Copy out the lines below exactly as they appear, from the first line up to and including the line that contains "positive clicks: (440, 163)", and nothing more.

* **EXERCISE MATERIALS**
......

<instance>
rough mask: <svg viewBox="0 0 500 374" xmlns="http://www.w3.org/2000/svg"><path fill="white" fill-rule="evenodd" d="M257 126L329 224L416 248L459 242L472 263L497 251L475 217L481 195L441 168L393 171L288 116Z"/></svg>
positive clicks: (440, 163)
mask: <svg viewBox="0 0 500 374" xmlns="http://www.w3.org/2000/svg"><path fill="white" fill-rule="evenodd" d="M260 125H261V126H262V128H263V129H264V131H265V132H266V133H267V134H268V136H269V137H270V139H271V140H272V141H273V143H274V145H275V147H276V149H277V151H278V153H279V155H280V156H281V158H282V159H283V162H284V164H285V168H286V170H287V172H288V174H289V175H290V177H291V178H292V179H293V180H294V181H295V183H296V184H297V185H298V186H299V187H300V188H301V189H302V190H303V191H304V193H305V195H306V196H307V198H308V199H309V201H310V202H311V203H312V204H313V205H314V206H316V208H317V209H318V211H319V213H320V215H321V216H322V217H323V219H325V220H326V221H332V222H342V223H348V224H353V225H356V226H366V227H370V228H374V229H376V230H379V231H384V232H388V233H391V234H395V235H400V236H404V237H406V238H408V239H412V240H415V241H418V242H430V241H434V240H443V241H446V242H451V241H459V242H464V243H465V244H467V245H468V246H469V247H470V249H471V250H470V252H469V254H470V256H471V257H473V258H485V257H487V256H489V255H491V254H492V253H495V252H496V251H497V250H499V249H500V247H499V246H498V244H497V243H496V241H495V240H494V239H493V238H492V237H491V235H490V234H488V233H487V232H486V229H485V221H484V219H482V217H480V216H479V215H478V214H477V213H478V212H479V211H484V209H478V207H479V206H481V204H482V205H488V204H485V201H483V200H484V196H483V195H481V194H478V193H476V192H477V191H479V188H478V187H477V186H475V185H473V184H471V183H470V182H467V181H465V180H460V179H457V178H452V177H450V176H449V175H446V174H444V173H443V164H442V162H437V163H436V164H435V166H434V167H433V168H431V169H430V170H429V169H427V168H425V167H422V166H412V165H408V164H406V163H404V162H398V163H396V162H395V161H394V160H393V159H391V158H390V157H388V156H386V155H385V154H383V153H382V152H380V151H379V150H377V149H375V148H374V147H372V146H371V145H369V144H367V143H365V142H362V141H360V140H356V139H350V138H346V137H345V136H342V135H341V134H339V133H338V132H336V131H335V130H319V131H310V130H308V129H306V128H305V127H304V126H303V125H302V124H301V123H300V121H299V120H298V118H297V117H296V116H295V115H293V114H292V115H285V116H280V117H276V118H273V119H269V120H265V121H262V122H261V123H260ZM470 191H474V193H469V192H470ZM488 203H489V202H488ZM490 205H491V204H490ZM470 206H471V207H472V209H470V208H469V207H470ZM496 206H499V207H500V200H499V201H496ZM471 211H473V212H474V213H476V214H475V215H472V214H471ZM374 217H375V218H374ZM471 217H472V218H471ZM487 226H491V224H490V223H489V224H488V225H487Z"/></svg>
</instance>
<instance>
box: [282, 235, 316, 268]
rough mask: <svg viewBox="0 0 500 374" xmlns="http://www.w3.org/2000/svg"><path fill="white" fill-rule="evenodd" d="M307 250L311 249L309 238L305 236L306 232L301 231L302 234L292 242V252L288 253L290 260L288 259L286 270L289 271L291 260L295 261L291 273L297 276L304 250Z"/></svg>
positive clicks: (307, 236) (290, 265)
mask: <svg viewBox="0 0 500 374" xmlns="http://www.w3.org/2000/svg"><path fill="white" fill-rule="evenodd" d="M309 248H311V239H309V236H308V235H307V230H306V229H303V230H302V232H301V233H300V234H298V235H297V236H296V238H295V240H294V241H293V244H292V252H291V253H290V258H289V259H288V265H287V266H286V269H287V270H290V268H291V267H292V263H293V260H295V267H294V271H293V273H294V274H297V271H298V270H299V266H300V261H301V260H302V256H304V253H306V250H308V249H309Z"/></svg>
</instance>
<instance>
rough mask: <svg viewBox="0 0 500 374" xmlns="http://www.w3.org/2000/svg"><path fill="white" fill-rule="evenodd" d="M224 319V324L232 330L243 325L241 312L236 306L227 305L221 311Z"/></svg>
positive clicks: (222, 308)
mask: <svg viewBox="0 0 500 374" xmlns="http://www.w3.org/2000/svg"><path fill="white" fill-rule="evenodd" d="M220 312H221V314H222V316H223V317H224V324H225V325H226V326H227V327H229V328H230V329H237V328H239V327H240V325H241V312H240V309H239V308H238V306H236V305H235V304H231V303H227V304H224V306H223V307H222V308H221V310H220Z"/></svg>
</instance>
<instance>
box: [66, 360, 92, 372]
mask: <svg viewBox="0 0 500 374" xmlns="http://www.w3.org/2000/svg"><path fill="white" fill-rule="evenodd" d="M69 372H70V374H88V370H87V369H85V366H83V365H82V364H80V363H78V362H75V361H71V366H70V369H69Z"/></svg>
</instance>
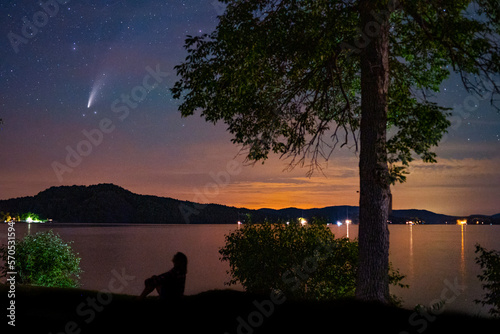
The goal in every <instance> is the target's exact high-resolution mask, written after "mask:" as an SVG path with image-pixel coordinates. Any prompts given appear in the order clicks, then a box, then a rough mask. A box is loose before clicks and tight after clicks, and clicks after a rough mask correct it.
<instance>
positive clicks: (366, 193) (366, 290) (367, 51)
mask: <svg viewBox="0 0 500 334" xmlns="http://www.w3.org/2000/svg"><path fill="white" fill-rule="evenodd" d="M383 2H384V1H375V0H360V18H361V28H362V30H363V31H364V32H365V34H366V35H365V36H368V38H369V41H365V42H366V43H365V45H366V47H364V48H363V49H362V50H361V126H360V161H359V175H360V200H359V268H358V281H357V286H356V297H357V298H358V299H361V300H367V301H379V302H382V303H387V302H388V301H389V280H388V273H389V229H388V226H387V218H388V209H389V196H390V185H389V182H388V167H387V159H386V158H387V151H386V126H387V125H386V124H387V95H388V91H389V15H388V8H387V7H385V8H382V5H381V4H380V3H383ZM377 13H378V14H377ZM382 13H383V14H382ZM379 27H380V29H377V28H379Z"/></svg>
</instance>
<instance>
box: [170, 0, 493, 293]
mask: <svg viewBox="0 0 500 334" xmlns="http://www.w3.org/2000/svg"><path fill="white" fill-rule="evenodd" d="M222 2H223V3H224V4H225V5H226V9H225V12H224V14H222V15H221V16H220V17H219V24H218V26H217V27H216V29H215V30H214V31H213V32H212V33H211V34H205V35H202V36H195V37H193V36H188V38H187V39H186V45H185V48H186V49H187V52H188V56H187V58H186V60H185V62H183V63H182V64H180V65H178V66H176V70H177V74H178V75H179V80H178V81H177V82H176V84H175V85H174V87H173V89H172V92H173V95H174V97H175V98H177V99H181V100H182V103H181V105H180V107H179V110H180V111H181V113H182V115H183V116H189V115H192V114H194V113H195V112H197V111H200V112H201V114H202V116H203V117H204V118H205V119H206V120H207V121H209V122H213V123H215V122H219V121H222V122H224V123H226V124H227V125H228V131H229V132H230V133H231V134H232V135H233V139H232V141H233V142H234V143H237V144H240V145H242V146H243V147H244V149H245V154H246V156H247V158H248V160H250V161H259V160H265V159H266V158H267V157H268V155H269V154H270V153H271V152H273V153H277V154H280V155H281V156H282V157H285V158H289V159H290V167H294V166H297V165H300V166H303V165H307V166H309V168H310V169H309V173H312V172H313V171H314V170H316V169H318V168H321V166H320V162H321V161H322V159H325V160H328V159H329V158H330V156H331V154H332V152H333V151H334V149H335V148H336V147H338V146H340V147H342V146H345V145H347V146H351V147H355V149H356V150H358V146H359V173H360V213H359V219H360V227H359V261H360V262H359V270H358V280H357V288H356V296H357V297H358V298H360V299H363V300H376V301H381V302H387V301H388V300H389V284H388V270H389V260H388V254H389V231H388V227H387V216H388V206H389V198H390V185H391V184H392V183H395V182H398V181H400V182H402V181H404V180H405V174H406V173H407V172H406V167H407V166H408V165H409V163H410V162H411V161H412V160H413V159H414V158H415V157H416V156H418V157H420V158H421V159H423V161H425V162H436V159H435V158H436V155H435V153H433V152H432V151H431V149H432V147H433V146H436V145H437V144H438V142H439V141H440V140H441V138H442V135H443V133H445V132H446V129H447V127H448V126H449V124H450V122H449V121H448V120H447V109H446V108H443V107H441V106H439V105H437V104H436V103H434V102H432V101H431V100H430V99H429V96H432V93H433V92H438V91H439V86H440V84H441V83H442V82H443V81H444V80H445V79H446V78H448V77H449V75H450V73H451V72H456V73H459V75H460V76H461V78H462V81H463V83H464V85H465V87H466V88H467V89H468V90H469V91H470V92H471V93H474V94H478V95H482V96H483V97H484V96H485V94H491V95H490V96H491V103H492V104H493V105H495V102H496V101H495V100H494V97H495V96H497V95H498V94H499V93H500V90H499V87H498V86H497V85H496V84H495V81H494V75H496V74H498V73H499V72H500V70H499V66H500V56H499V54H500V53H499V45H498V33H499V31H500V27H499V14H500V9H499V2H498V0H476V1H463V0H458V1H457V0H440V1H435V0H426V1H414V0H407V1H403V0H402V1H376V0H358V1H354V0H344V1H342V0H232V1H231V0H225V1H222ZM496 106H498V105H496ZM388 128H394V134H393V135H391V136H390V137H388V135H387V129H388Z"/></svg>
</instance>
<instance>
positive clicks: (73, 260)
mask: <svg viewBox="0 0 500 334" xmlns="http://www.w3.org/2000/svg"><path fill="white" fill-rule="evenodd" d="M15 249H16V252H15V270H14V271H16V272H17V275H16V282H17V283H19V284H32V285H40V286H48V287H77V286H78V279H79V278H80V276H79V274H80V273H81V272H82V271H81V269H80V258H79V257H78V256H77V255H78V254H77V253H75V252H74V251H73V250H72V248H71V246H70V245H69V244H68V243H67V242H65V241H63V240H62V239H61V237H60V236H59V235H58V234H54V232H53V231H52V230H50V231H48V232H38V233H36V234H34V235H27V236H25V237H24V239H22V240H16V248H15ZM7 251H8V248H7V245H2V246H0V258H1V259H2V260H3V262H4V265H3V266H2V267H0V277H6V276H7V272H9V271H13V270H10V269H9V268H8V267H7V265H6V264H7V259H8V252H7Z"/></svg>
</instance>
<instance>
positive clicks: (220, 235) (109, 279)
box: [0, 223, 500, 315]
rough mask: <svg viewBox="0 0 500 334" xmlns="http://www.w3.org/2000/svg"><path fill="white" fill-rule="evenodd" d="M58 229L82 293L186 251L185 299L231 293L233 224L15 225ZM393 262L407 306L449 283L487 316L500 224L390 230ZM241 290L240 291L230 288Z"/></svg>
mask: <svg viewBox="0 0 500 334" xmlns="http://www.w3.org/2000/svg"><path fill="white" fill-rule="evenodd" d="M2 225H3V227H2V228H1V230H0V243H5V242H6V240H7V224H2ZM51 228H52V229H53V230H54V232H57V233H59V234H60V235H61V237H62V238H63V239H64V240H68V241H69V240H73V241H74V243H73V248H74V249H75V250H76V251H77V252H79V253H80V257H81V258H82V260H81V267H82V269H83V270H84V273H83V274H82V275H81V283H82V285H83V287H84V288H87V289H93V290H100V289H104V288H106V287H107V286H108V285H109V281H110V280H111V279H112V278H113V275H112V274H111V271H112V270H117V271H121V270H122V269H123V270H124V271H125V273H126V274H127V275H130V276H134V277H135V279H133V280H131V281H130V284H129V285H128V286H127V287H126V288H125V289H124V290H123V293H128V294H139V293H140V292H141V290H142V287H143V282H144V279H145V278H147V277H149V276H151V275H153V274H159V273H162V272H165V271H167V270H168V269H170V268H171V266H172V264H171V262H170V260H171V258H172V255H173V254H175V253H176V252H177V251H182V252H184V253H185V254H186V255H187V256H188V259H189V265H188V276H187V281H186V294H196V293H199V292H202V291H206V290H210V289H225V288H227V286H225V285H224V282H226V281H228V280H229V276H228V275H227V273H226V271H227V270H228V269H229V267H228V265H227V263H222V262H221V261H220V260H219V253H218V250H219V248H220V247H222V246H223V245H224V235H225V234H228V233H230V232H231V231H233V230H235V229H237V228H238V227H237V224H234V225H104V226H99V225H85V224H80V225H56V224H36V225H35V224H31V225H30V224H19V223H18V224H16V233H17V237H18V238H20V237H22V236H23V235H24V234H27V233H36V232H37V231H44V230H48V229H51ZM330 229H331V230H332V232H333V233H334V234H335V236H336V237H346V236H347V235H348V236H349V238H351V239H354V238H356V237H357V235H358V226H357V225H347V226H346V225H342V226H337V225H332V226H330ZM389 231H390V242H391V246H390V261H391V262H392V264H393V267H394V268H398V269H399V271H400V273H402V274H404V275H407V277H406V279H405V280H404V282H403V283H405V284H409V285H410V288H409V289H400V288H396V287H394V288H391V292H392V293H394V294H396V295H398V296H399V297H402V298H403V300H404V306H405V307H407V308H413V307H414V306H415V305H416V304H422V305H425V306H429V303H430V302H431V301H435V300H436V299H439V298H440V296H441V295H442V291H443V289H445V288H446V286H447V285H446V284H445V280H447V281H448V282H454V281H455V280H457V283H458V284H460V285H465V286H466V289H465V291H464V292H463V293H461V294H460V295H459V296H458V297H457V298H456V299H455V300H454V301H453V302H452V303H450V304H447V305H446V306H445V307H446V309H449V310H459V311H466V312H468V313H472V314H482V315H486V314H487V309H485V308H483V307H481V306H480V305H476V304H475V303H474V302H473V300H474V299H479V298H481V297H482V294H483V290H482V289H481V282H480V281H479V279H478V278H477V275H478V274H479V273H480V268H479V266H478V265H477V264H476V263H475V253H474V250H475V244H476V243H480V244H481V245H482V246H483V247H485V248H487V249H497V250H500V226H490V225H487V226H486V225H484V226H475V225H468V226H457V225H414V226H411V225H409V226H407V225H390V226H389ZM232 288H235V289H241V287H240V286H232Z"/></svg>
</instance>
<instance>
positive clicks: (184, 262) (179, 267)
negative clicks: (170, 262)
mask: <svg viewBox="0 0 500 334" xmlns="http://www.w3.org/2000/svg"><path fill="white" fill-rule="evenodd" d="M172 262H173V263H174V267H173V268H172V269H171V270H169V271H167V272H166V273H163V274H161V275H158V276H156V275H154V276H152V277H150V278H148V279H146V280H145V281H144V285H145V287H144V291H142V293H141V295H140V296H139V299H144V298H145V297H146V296H147V295H149V294H150V293H151V292H153V290H155V289H156V291H158V294H159V295H160V299H161V300H163V301H166V302H168V303H172V302H177V301H180V299H181V298H182V296H183V295H184V287H185V285H186V273H187V257H186V255H184V254H183V253H181V252H178V253H177V254H175V255H174V258H173V259H172Z"/></svg>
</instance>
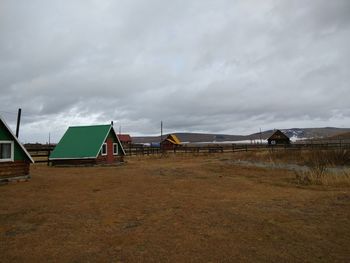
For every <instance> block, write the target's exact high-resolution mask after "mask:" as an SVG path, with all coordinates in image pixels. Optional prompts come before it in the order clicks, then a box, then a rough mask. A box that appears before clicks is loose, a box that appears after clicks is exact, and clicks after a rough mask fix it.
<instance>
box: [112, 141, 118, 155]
mask: <svg viewBox="0 0 350 263" xmlns="http://www.w3.org/2000/svg"><path fill="white" fill-rule="evenodd" d="M113 155H118V143H113Z"/></svg>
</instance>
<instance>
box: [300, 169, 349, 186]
mask: <svg viewBox="0 0 350 263" xmlns="http://www.w3.org/2000/svg"><path fill="white" fill-rule="evenodd" d="M296 181H297V183H298V184H302V185H327V186H350V171H349V170H345V171H342V172H339V173H331V172H327V171H322V172H321V173H320V172H319V170H313V169H311V170H310V171H307V172H305V171H304V172H296Z"/></svg>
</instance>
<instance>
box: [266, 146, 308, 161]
mask: <svg viewBox="0 0 350 263" xmlns="http://www.w3.org/2000/svg"><path fill="white" fill-rule="evenodd" d="M302 159H303V158H302V152H301V150H295V149H293V150H291V149H279V150H276V149H274V150H269V151H268V160H269V161H271V162H293V163H299V162H300V161H301V160H302Z"/></svg>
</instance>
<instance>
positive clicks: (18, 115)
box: [16, 108, 22, 138]
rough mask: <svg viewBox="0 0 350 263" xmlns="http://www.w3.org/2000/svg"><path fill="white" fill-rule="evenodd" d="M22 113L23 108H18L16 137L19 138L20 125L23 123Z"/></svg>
mask: <svg viewBox="0 0 350 263" xmlns="http://www.w3.org/2000/svg"><path fill="white" fill-rule="evenodd" d="M21 114H22V109H21V108H19V109H18V114H17V127H16V137H17V138H18V136H19V125H20V124H21Z"/></svg>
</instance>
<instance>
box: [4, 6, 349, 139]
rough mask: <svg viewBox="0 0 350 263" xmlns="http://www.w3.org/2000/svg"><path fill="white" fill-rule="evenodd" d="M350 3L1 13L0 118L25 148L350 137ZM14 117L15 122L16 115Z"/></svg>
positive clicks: (186, 6)
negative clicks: (21, 108) (341, 136)
mask: <svg viewBox="0 0 350 263" xmlns="http://www.w3.org/2000/svg"><path fill="white" fill-rule="evenodd" d="M349 14H350V1H348V0H334V1H329V0H315V1H304V0H297V1H289V0H285V1H277V0H274V1H272V0H268V1H260V0H248V1H247V0H242V1H231V0H227V1H224V0H218V1H211V0H192V1H181V0H177V1H162V0H135V1H97V0H96V1H92V0H91V1H85V0H84V1H82V0H81V1H44V0H42V1H35V0H34V1H24V0H23V1H13V0H8V1H7V0H5V1H1V2H0V37H1V41H0V91H1V96H0V105H1V106H0V114H1V115H2V116H3V117H4V118H5V119H6V120H7V121H8V122H9V123H10V125H11V126H12V127H14V125H15V118H16V115H15V113H16V110H17V108H18V107H21V108H22V109H23V122H22V130H21V139H22V140H23V141H41V142H45V141H46V140H47V137H48V133H49V132H51V135H52V138H53V140H56V141H57V140H58V139H59V138H60V137H61V135H62V133H63V132H64V130H65V129H66V128H67V126H69V125H80V124H95V123H106V122H109V121H111V120H114V122H115V123H116V125H117V126H118V127H119V126H120V125H121V126H122V130H123V131H125V132H128V133H131V134H134V135H145V134H157V133H158V132H159V123H160V120H163V121H164V123H165V127H166V130H165V132H172V131H193V132H215V133H229V134H240V133H241V134H248V133H251V132H256V131H258V130H259V128H262V129H271V128H290V127H316V126H338V127H349V126H350V125H349V124H350V107H349V105H350V103H349V101H350V92H349V91H350V87H349V80H350V51H349V46H350V15H349ZM11 113H14V114H11Z"/></svg>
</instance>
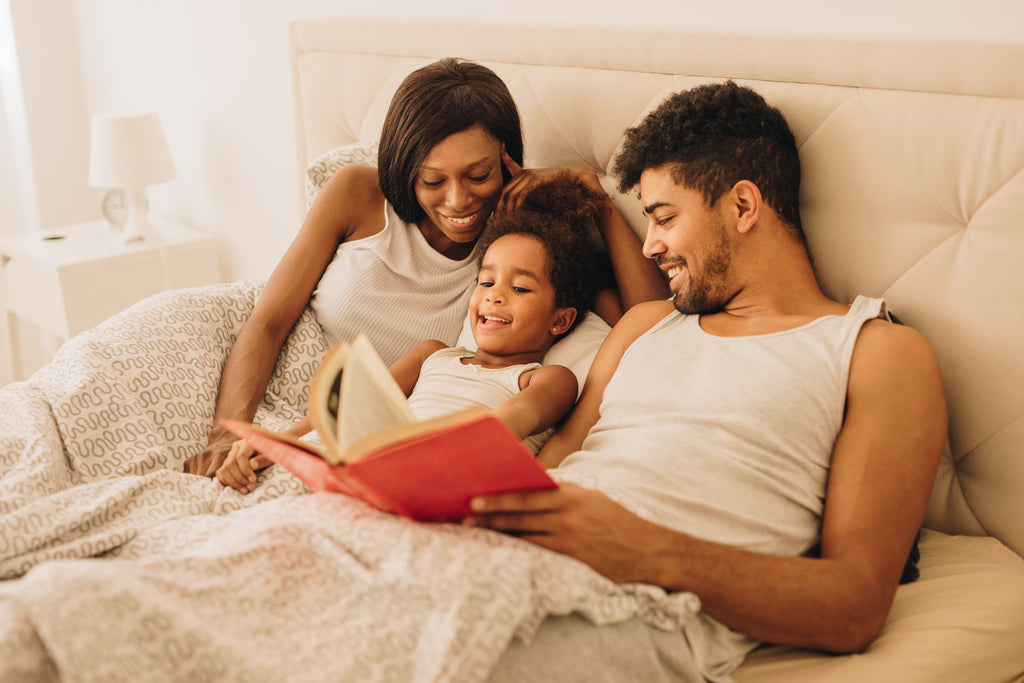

......

* **RESPONSE TO THIS EXERCISE**
<instance>
rough mask: <svg viewBox="0 0 500 374" xmlns="http://www.w3.org/2000/svg"><path fill="white" fill-rule="evenodd" d="M257 126L329 224L416 248L459 242L472 263L497 251L475 217L481 195L441 168L393 171L288 116Z"/></svg>
positive clicks: (440, 163)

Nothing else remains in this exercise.